[start]

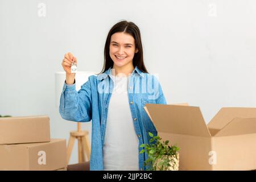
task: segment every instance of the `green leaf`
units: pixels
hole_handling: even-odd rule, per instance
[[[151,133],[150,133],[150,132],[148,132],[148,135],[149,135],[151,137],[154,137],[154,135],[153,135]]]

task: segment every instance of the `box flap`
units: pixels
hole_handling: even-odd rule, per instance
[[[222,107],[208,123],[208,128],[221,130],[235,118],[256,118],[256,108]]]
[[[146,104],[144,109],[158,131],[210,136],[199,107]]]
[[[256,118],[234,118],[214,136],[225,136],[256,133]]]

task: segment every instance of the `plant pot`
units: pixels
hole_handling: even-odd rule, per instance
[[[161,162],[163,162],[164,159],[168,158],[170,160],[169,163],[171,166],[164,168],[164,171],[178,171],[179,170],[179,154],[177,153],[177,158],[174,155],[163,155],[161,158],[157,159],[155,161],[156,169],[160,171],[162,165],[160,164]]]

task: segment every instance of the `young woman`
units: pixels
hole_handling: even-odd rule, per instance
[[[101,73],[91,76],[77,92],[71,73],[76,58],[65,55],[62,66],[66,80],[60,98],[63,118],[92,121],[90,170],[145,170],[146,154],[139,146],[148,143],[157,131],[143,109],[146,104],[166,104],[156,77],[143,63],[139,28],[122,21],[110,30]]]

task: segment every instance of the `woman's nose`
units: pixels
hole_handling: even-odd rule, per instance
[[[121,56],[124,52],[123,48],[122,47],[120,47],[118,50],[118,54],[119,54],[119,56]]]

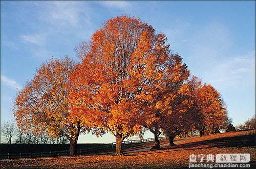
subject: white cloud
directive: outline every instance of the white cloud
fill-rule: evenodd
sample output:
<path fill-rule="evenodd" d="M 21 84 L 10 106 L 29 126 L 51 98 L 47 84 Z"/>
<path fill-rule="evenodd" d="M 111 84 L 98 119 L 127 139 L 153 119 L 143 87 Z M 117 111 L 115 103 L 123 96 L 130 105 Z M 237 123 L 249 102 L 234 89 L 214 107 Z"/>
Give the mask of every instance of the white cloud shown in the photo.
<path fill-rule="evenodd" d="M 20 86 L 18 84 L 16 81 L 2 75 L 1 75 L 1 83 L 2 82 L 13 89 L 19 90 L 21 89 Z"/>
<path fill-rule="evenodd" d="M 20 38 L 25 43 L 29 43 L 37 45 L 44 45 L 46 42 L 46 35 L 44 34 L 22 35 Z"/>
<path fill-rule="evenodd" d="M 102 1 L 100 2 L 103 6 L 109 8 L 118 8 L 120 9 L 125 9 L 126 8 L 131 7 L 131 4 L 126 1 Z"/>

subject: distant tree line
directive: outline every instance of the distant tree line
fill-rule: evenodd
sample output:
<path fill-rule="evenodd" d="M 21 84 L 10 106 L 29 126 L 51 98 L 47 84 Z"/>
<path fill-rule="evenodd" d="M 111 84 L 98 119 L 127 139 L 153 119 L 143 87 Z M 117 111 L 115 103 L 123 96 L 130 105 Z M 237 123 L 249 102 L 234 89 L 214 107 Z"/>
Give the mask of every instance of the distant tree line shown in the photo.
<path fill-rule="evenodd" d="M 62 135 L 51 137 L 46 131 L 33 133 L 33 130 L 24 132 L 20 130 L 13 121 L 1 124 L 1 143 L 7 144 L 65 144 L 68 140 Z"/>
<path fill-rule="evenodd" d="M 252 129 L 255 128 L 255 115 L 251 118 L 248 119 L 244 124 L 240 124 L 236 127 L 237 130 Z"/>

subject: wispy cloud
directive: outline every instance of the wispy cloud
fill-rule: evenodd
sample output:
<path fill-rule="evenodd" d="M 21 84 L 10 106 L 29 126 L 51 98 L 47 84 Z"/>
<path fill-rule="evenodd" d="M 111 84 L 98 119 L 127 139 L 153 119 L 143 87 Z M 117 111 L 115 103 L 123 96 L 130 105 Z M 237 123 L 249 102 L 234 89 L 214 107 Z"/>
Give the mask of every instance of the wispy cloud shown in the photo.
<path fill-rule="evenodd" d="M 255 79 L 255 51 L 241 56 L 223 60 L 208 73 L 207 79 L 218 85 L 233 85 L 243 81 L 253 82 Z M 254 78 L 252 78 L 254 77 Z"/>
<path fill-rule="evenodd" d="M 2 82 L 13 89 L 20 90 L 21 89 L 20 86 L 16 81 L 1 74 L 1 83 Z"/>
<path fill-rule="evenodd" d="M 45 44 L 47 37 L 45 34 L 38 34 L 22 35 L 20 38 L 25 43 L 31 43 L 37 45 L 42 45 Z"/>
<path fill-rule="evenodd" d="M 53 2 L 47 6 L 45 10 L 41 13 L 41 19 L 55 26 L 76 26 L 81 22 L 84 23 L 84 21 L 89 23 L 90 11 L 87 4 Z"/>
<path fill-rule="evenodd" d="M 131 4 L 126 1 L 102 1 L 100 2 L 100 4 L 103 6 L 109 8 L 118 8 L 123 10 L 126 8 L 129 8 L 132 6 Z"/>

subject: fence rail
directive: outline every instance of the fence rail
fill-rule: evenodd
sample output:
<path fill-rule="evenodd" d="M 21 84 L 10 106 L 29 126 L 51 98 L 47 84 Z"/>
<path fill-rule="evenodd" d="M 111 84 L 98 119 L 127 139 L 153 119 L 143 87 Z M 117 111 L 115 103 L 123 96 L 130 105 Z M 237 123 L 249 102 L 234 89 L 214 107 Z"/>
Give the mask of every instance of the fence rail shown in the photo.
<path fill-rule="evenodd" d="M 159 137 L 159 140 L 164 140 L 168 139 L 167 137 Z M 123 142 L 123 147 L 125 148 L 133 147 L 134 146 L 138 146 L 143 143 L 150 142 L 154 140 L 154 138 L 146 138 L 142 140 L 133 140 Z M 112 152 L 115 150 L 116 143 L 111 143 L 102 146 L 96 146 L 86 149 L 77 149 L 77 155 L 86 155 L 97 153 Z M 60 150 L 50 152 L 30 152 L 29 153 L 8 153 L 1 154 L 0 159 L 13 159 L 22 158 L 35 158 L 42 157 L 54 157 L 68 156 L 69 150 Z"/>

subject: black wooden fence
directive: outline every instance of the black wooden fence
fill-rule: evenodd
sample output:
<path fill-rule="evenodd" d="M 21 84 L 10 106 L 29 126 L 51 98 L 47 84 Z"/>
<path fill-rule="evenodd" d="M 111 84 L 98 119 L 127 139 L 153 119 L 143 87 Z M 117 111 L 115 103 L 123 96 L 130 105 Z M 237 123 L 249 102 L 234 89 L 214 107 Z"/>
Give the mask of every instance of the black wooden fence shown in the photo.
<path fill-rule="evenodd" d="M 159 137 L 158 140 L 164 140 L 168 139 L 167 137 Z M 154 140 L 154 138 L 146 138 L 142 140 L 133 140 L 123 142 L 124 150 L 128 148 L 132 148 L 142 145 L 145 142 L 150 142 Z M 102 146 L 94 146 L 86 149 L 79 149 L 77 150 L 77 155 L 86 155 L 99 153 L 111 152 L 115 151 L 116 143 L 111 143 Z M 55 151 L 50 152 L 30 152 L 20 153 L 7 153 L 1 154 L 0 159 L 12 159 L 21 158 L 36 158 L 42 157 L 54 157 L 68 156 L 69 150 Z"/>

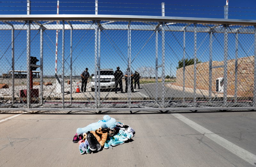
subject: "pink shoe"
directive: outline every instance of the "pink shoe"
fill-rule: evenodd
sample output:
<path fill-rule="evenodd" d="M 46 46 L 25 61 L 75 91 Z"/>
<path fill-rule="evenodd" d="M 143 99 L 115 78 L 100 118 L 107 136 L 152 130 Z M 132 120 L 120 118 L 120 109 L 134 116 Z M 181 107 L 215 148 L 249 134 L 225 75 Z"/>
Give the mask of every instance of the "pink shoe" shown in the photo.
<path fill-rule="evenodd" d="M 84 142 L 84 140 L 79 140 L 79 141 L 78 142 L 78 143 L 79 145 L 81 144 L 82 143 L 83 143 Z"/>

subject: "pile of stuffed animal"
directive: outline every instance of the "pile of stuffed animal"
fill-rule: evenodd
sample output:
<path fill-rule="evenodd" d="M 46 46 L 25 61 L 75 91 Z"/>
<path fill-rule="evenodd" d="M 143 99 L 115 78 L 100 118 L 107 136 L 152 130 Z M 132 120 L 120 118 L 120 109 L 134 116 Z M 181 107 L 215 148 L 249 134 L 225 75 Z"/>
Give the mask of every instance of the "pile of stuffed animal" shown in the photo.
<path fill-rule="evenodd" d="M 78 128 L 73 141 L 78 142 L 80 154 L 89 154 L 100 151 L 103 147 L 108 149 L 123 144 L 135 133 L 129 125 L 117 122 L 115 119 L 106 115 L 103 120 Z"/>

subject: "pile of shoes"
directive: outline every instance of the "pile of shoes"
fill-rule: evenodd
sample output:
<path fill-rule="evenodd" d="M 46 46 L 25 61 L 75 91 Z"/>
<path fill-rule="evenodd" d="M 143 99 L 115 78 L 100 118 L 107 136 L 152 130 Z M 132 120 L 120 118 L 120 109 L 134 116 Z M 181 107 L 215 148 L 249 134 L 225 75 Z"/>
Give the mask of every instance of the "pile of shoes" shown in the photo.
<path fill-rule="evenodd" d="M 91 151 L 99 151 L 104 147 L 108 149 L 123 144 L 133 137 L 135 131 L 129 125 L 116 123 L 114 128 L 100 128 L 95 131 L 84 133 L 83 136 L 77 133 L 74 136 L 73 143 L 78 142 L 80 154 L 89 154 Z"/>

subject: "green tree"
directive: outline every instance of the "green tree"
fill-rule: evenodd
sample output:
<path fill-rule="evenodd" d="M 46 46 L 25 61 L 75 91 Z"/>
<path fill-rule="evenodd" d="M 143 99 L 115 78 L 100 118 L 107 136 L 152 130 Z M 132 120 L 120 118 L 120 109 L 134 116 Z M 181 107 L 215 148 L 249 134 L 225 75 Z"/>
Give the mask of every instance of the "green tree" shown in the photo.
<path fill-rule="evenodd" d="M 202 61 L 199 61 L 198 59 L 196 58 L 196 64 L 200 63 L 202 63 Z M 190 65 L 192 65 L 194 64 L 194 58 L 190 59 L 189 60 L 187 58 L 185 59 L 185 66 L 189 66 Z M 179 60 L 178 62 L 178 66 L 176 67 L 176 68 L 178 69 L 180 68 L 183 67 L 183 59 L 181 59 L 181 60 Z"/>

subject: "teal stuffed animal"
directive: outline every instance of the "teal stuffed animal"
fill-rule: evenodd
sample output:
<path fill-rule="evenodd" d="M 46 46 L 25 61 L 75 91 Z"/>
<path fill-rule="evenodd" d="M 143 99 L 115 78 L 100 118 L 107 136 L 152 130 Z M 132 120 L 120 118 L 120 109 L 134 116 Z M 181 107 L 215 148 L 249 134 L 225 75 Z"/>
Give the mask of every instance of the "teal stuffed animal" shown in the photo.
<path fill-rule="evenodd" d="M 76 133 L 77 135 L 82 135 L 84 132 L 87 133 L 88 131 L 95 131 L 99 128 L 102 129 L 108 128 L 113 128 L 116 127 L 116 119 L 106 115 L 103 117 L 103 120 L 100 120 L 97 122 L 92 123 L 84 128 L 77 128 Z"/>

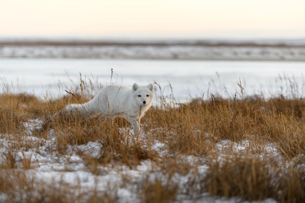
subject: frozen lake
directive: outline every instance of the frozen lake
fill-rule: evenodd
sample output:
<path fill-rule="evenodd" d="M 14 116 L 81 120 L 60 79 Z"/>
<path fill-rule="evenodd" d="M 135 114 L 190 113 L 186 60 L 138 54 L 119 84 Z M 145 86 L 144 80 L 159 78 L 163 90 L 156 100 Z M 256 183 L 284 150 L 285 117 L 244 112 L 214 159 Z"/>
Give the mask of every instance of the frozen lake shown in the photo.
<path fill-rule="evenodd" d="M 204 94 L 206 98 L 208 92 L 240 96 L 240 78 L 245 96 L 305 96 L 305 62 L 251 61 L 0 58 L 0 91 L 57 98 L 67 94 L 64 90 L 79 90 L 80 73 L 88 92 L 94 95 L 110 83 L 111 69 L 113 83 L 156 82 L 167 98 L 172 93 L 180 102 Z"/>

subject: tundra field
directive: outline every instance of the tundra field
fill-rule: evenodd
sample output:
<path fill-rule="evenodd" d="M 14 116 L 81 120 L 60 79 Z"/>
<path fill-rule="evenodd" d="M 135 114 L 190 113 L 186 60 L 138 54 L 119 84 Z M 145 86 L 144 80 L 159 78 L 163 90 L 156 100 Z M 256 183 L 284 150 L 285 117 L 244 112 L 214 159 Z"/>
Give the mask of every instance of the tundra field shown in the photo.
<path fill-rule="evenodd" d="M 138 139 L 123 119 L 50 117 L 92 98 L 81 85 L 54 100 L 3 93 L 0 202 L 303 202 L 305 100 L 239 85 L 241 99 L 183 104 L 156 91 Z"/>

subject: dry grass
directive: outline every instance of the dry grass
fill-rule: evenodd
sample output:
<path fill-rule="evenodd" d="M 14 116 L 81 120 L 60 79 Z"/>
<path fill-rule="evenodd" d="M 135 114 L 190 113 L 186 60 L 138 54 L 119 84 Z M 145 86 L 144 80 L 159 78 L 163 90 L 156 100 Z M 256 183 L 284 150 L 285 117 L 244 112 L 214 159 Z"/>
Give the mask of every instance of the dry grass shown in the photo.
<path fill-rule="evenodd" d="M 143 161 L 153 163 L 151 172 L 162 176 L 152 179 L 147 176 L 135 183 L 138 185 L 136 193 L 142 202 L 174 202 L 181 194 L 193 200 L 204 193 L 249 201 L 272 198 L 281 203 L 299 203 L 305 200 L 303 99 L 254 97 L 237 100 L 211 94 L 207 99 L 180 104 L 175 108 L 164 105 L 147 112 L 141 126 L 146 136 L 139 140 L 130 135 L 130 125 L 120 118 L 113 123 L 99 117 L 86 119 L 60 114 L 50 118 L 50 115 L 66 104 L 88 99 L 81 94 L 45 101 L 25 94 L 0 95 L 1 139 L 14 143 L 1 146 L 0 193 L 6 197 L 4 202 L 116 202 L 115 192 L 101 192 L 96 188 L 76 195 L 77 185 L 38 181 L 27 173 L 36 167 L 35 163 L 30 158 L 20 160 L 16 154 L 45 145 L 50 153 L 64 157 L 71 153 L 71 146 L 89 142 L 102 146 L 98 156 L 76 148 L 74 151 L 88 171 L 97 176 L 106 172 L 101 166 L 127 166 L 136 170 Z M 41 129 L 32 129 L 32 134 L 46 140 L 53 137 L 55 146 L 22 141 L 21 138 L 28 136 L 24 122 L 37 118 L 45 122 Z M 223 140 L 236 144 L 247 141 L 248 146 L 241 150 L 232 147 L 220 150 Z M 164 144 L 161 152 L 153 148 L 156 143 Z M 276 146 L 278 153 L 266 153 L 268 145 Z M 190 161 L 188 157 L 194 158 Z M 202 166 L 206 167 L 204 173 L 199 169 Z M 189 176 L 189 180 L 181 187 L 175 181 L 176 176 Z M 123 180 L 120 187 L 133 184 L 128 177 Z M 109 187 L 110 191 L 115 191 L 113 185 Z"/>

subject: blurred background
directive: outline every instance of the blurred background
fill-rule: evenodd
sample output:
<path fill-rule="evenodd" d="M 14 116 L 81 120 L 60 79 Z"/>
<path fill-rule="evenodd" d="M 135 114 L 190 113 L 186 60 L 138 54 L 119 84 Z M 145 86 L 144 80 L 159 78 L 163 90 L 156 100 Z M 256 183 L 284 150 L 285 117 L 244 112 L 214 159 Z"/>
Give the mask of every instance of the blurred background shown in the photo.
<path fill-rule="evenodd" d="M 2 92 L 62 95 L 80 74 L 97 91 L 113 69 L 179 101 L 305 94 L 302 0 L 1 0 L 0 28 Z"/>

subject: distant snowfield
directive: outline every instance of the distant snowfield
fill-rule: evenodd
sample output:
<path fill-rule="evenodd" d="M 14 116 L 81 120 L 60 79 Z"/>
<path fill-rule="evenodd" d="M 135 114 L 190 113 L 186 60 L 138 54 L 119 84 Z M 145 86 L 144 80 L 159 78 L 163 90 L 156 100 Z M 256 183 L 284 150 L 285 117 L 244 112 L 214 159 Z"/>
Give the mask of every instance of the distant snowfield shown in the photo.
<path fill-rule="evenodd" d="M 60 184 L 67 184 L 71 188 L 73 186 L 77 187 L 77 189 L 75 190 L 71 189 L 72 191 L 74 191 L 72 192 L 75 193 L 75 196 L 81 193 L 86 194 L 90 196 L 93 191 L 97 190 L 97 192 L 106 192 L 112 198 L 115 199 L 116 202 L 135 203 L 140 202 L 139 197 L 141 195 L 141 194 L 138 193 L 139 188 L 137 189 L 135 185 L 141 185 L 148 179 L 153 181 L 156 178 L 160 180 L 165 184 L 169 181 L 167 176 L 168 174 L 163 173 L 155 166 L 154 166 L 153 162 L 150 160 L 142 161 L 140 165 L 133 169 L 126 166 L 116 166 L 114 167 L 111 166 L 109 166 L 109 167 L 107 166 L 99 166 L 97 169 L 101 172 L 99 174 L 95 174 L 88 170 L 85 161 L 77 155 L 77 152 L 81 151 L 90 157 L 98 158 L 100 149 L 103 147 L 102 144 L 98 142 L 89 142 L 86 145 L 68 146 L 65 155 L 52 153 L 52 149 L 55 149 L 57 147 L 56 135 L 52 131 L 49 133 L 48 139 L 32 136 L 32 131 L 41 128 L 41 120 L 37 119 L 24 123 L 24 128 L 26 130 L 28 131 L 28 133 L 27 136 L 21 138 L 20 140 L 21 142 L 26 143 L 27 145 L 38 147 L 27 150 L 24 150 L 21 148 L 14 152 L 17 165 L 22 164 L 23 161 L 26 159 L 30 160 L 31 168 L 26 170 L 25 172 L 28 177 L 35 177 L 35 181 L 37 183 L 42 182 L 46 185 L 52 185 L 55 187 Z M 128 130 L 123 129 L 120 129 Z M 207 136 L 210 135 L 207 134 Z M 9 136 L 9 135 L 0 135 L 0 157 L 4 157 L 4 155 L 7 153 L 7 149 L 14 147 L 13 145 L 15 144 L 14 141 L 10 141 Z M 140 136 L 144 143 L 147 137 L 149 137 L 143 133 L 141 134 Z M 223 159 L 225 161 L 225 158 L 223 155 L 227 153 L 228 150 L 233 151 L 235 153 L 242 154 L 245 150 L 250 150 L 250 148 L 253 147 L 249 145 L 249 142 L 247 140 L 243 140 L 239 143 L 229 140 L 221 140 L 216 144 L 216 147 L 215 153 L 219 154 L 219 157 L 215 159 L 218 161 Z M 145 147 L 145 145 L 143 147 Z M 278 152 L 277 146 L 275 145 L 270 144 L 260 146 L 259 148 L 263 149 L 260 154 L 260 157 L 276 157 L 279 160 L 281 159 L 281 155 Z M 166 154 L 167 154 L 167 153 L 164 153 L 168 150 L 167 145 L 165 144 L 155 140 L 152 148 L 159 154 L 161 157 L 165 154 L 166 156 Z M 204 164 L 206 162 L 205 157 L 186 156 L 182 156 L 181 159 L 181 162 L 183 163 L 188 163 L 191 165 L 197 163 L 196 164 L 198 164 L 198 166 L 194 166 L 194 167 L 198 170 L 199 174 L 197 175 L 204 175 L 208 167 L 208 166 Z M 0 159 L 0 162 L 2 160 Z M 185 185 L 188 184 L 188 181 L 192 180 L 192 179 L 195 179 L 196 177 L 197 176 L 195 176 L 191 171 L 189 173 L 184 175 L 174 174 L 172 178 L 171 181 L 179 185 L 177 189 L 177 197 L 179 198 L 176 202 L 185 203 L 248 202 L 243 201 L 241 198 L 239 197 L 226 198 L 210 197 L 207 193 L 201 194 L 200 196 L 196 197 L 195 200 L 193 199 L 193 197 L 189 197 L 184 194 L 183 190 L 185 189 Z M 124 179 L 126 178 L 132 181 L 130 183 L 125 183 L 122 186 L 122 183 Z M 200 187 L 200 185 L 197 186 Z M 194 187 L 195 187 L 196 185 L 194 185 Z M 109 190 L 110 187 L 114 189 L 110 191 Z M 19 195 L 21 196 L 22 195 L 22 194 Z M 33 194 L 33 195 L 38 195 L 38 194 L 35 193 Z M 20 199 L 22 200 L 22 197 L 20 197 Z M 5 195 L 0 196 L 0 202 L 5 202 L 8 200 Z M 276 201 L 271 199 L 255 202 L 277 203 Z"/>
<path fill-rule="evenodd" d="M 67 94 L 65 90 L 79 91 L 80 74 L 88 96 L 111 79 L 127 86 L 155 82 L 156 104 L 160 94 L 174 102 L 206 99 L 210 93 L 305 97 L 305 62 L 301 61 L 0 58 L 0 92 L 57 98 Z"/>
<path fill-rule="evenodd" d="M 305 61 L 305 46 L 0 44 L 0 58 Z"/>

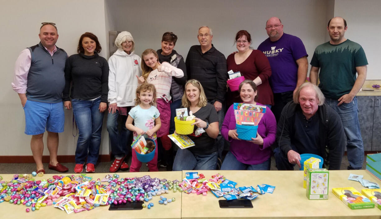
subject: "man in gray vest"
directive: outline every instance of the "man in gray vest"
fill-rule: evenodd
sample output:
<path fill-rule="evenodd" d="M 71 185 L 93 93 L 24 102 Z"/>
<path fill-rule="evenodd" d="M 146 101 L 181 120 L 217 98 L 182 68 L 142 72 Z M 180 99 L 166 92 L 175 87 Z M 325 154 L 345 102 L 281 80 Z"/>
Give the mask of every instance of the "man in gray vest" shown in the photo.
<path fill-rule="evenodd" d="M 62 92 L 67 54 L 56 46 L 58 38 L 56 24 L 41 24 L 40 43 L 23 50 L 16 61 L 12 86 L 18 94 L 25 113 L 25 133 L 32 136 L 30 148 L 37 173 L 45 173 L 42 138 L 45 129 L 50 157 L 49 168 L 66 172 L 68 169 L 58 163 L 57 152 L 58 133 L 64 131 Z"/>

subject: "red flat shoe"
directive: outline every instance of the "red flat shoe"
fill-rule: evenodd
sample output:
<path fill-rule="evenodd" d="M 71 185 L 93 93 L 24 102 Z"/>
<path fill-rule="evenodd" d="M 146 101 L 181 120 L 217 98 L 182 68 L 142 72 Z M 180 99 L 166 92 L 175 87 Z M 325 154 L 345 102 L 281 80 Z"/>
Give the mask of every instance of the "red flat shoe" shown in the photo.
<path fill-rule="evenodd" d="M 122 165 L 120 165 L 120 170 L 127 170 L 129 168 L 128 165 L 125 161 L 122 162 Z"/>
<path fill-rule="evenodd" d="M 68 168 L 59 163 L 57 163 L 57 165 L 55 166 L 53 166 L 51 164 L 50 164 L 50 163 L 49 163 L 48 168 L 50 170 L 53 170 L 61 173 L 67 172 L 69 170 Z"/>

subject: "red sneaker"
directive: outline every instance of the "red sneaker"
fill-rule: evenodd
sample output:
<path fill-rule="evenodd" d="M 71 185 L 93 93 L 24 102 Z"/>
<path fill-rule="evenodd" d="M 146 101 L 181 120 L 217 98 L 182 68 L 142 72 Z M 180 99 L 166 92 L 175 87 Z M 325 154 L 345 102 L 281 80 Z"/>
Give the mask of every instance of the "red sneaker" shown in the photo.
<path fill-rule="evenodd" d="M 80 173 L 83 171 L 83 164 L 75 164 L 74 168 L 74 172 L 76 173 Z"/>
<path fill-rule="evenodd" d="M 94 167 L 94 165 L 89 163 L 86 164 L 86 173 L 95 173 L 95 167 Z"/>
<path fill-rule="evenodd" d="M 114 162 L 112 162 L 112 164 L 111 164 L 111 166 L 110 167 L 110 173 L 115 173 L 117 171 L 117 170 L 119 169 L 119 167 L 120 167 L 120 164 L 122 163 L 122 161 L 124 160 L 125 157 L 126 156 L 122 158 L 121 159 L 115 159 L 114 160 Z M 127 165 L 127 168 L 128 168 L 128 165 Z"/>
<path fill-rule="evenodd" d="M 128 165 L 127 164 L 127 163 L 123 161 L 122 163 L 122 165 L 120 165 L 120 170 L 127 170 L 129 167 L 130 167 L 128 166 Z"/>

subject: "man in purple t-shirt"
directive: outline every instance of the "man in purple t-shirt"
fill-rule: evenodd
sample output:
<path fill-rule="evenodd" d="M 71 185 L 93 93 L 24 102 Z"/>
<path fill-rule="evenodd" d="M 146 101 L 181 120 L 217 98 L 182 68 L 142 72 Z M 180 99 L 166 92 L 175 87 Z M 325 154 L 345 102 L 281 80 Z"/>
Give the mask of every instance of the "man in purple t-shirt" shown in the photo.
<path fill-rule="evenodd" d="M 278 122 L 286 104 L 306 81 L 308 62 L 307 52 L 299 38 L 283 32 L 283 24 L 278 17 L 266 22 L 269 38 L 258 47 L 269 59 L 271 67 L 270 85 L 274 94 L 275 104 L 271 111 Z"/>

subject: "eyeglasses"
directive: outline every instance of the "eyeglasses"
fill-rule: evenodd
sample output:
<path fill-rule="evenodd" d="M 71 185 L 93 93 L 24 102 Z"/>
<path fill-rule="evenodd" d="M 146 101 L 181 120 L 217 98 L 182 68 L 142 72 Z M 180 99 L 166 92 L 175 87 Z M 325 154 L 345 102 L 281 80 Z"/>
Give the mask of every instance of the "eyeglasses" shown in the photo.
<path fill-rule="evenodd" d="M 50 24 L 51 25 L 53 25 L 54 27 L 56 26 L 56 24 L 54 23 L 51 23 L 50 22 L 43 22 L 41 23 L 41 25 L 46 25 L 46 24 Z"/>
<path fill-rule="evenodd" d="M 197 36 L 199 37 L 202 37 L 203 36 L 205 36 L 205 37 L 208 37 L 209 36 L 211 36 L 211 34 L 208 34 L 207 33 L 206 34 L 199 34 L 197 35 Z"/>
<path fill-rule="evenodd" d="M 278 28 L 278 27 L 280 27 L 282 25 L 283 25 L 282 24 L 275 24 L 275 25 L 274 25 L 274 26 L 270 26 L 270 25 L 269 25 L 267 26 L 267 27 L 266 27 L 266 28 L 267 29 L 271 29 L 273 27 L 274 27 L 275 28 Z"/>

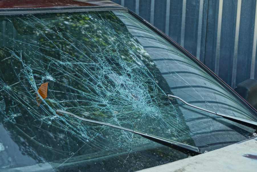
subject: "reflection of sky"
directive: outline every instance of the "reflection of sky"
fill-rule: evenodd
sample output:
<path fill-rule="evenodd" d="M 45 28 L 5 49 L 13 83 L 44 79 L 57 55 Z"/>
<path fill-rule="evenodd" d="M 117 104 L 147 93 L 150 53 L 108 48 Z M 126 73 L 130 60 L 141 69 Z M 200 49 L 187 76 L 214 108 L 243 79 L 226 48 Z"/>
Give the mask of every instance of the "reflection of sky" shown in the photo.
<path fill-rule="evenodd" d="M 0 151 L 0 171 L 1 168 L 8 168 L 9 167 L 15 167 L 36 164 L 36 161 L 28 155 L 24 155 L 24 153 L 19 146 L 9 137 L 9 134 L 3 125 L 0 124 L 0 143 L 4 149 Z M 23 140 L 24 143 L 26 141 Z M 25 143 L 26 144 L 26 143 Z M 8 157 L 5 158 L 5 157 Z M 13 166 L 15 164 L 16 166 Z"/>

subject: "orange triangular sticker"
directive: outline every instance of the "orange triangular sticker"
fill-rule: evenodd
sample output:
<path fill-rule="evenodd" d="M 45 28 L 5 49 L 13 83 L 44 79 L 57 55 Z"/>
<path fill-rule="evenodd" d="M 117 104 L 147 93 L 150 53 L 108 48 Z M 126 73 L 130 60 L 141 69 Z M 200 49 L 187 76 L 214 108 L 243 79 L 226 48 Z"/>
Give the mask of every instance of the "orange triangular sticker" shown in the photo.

[end]

Could you reproduce all of the data starting at the line containing "subject: black wooden fence" and ending at the line containing "84 142 L 84", shifting every coordinate in the answer outlines by -129 and leaving the pictures out?

# SOLUTION FOR THIS TASK:
subject: black wooden fence
directive: outline every instance of the black wooden fence
fill-rule: evenodd
sample output:
<path fill-rule="evenodd" d="M 21 84 L 10 106 L 29 126 L 51 98 L 47 84 Z"/>
<path fill-rule="evenodd" d="M 111 84 L 98 119 L 127 139 L 153 119 L 143 87 Z M 117 111 L 115 103 L 123 96 L 130 105 Z M 237 123 L 249 102 L 234 89 L 214 107 Z"/>
Give the mask of every instance of the black wooden fence shown in the photo.
<path fill-rule="evenodd" d="M 30 8 L 29 11 L 35 11 L 39 10 L 38 8 Z M 25 11 L 25 9 L 17 9 L 13 11 L 4 11 L -6 13 L -5 21 L -1 19 L 3 19 L 13 16 L 16 13 L 21 13 Z M -27 17 L -35 17 L -43 20 L -50 20 L -52 21 L -52 26 L -43 26 L -30 24 L -18 23 L -14 22 L -13 14 L -18 14 Z M -74 22 L -79 23 L -99 23 L -109 24 L -122 24 L -128 25 L -129 30 L -117 30 L -108 29 L -93 29 L -87 28 L -75 28 L -61 27 L -60 21 Z"/>

subject: "pink shoe"
directive: outline every instance of the "pink shoe"
fill-rule: evenodd
sample output:
<path fill-rule="evenodd" d="M 46 46 L 25 61 L 75 91 Z"/>
<path fill-rule="evenodd" d="M 143 99 L 115 78 L 100 118 L 107 136 L 152 130 Z M 132 120 L 120 118 L 120 109 L 134 116 Z M 181 107 L 215 148 L 249 134 L 225 75 Z"/>
Give the mask of every instance of the "pink shoe" shown in the photo.
<path fill-rule="evenodd" d="M -45 13 L -45 11 L -50 11 L -50 12 L -51 13 L -51 14 L -50 16 L -48 15 L -47 14 L -46 14 Z"/>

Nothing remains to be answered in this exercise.